[Object point labels]

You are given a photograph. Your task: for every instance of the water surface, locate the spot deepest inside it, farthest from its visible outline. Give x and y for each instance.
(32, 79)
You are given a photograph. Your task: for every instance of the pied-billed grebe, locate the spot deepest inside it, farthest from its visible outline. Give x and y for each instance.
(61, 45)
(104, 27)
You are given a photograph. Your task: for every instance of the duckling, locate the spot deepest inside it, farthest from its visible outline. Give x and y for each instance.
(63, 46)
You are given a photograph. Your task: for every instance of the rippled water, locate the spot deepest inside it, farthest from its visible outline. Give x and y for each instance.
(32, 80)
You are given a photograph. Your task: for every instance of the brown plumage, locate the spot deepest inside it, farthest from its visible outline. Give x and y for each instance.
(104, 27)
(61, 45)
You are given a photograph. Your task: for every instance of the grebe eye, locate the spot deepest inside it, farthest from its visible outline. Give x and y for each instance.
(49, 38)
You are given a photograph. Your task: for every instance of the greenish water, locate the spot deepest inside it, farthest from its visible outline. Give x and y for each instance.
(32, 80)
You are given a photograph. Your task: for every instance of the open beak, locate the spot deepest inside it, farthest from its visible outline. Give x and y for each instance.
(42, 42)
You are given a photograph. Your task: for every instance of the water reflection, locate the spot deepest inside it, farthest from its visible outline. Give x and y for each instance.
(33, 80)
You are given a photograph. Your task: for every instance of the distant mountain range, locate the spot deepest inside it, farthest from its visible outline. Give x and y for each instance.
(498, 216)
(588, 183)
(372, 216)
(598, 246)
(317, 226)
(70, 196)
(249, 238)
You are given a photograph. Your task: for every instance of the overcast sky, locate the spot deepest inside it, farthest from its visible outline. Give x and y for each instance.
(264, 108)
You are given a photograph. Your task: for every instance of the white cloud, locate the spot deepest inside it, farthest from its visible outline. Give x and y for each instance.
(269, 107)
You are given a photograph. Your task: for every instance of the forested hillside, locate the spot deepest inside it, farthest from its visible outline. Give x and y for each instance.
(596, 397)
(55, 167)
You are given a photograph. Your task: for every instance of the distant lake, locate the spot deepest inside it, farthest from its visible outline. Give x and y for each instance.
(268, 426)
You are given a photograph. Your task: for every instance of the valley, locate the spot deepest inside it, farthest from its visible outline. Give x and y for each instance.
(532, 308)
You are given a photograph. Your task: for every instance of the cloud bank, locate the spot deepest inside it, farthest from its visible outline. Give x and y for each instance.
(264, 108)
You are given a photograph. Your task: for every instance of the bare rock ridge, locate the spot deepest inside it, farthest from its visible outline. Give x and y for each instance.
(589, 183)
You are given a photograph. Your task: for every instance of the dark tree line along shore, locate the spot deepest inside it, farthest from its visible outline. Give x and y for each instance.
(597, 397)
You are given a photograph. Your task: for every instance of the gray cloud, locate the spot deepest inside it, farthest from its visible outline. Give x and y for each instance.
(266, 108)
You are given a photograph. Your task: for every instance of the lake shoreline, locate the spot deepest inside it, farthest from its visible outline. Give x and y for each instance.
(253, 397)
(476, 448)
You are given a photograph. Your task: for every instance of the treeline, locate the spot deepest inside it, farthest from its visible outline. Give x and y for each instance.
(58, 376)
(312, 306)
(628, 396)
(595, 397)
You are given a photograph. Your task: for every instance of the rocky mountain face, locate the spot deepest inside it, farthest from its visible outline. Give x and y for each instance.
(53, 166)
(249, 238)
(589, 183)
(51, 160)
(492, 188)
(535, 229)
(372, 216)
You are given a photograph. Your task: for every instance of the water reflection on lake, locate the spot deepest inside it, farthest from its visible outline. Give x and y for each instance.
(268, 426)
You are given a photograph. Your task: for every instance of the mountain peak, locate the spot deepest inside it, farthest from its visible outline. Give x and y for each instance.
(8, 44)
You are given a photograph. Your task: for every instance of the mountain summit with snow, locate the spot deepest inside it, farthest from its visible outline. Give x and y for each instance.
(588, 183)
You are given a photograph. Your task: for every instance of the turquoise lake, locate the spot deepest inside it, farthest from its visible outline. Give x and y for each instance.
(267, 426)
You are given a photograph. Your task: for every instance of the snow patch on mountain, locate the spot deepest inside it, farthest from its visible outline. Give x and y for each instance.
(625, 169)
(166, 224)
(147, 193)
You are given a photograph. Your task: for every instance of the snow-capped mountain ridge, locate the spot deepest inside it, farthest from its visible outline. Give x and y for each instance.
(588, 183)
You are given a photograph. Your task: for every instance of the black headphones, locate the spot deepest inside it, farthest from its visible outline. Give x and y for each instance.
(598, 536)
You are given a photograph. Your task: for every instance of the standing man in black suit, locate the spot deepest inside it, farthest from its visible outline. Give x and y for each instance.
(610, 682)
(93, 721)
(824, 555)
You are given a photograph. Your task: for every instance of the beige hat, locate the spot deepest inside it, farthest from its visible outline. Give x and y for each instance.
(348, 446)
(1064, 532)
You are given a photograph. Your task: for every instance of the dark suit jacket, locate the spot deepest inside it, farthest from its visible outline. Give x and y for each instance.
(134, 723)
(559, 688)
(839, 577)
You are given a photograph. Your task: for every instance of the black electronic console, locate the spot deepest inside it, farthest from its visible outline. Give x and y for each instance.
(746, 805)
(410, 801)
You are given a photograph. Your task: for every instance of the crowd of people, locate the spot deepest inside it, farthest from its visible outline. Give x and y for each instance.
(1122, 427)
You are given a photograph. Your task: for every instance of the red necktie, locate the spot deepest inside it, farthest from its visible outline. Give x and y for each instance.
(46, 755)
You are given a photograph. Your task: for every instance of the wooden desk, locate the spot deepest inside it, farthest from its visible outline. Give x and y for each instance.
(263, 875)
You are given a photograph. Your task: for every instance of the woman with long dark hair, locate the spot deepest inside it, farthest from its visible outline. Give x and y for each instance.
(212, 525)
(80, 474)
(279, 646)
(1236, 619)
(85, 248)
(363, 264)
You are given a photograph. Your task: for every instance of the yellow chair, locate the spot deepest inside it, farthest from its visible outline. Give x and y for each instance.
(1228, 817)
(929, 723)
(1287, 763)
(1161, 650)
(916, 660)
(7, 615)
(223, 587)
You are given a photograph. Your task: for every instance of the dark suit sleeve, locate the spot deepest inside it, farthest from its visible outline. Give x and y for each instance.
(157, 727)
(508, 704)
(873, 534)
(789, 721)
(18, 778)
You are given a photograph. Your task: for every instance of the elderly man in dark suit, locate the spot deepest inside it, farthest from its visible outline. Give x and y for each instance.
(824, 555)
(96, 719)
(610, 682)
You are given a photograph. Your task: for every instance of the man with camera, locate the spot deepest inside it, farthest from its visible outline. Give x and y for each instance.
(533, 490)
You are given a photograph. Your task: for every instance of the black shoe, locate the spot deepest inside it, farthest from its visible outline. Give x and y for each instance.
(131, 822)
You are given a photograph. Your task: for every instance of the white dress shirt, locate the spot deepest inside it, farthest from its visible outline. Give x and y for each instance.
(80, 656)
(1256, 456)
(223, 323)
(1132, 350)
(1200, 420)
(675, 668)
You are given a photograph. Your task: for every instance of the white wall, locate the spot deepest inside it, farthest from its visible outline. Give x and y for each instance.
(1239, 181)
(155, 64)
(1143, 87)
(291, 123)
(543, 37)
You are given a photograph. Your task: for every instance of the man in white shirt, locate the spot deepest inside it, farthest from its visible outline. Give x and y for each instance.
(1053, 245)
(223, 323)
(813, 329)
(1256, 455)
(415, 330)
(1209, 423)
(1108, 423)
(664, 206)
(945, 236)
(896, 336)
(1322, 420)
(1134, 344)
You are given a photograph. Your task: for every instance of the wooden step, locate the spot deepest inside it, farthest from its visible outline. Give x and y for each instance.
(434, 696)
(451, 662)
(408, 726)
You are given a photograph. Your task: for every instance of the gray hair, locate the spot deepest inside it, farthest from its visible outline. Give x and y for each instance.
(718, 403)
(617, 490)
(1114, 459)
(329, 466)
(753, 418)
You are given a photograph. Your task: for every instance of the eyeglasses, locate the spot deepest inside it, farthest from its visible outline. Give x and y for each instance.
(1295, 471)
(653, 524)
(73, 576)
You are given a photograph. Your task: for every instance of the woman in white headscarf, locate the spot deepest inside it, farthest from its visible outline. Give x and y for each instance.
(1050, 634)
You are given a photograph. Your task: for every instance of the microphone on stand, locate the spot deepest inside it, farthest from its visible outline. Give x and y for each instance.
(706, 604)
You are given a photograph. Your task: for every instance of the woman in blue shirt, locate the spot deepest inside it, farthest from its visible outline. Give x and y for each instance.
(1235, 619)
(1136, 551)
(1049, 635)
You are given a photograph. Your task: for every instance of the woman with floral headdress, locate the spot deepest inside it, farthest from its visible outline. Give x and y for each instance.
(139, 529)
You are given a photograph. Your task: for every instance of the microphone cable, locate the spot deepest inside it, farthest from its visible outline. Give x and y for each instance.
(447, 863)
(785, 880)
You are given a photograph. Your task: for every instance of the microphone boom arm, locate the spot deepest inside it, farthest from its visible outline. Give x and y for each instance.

- [WHAT THE TASK REQUIRES]: Rewrite everything from the line containing "the microphone on" down to the last of the entries, both ends included. Keep the requests as they are, but scale each x and y coordinate in the answers by 1.5 and round to whole numbers, with halves going up.

- [FINISHED TASK]:
You are given a photograph. Your task: for every instance of the microphone on stand, locate the spot deepest inside it, farthest from its visible outline. Give x and y for each instance.
(1059, 906)
You are given a photograph. Your task: for every instance of the woman in blue shirt, locate the spot deepest inside it, farthest from its visible outline. Give x and y for each instance.
(1853, 929)
(1704, 827)
(1574, 953)
You are given a photograph. Your task: for every instance of the woman with floral headdress, locate the spot deepest inside it, farthest from its visible outline. Give x and y for each instance.
(209, 794)
You are given a photograph. Your task: for every instance of the microphone cable, locate the spot deepest inside it, farthest from its visible outline. Give x and y for each instance.
(671, 1295)
(1178, 1320)
You are given a photograph. Your task: for every instance of the microphone boom arm, locate the spot deepest inside it, farthest from its visible outline. Give x and y for each instance.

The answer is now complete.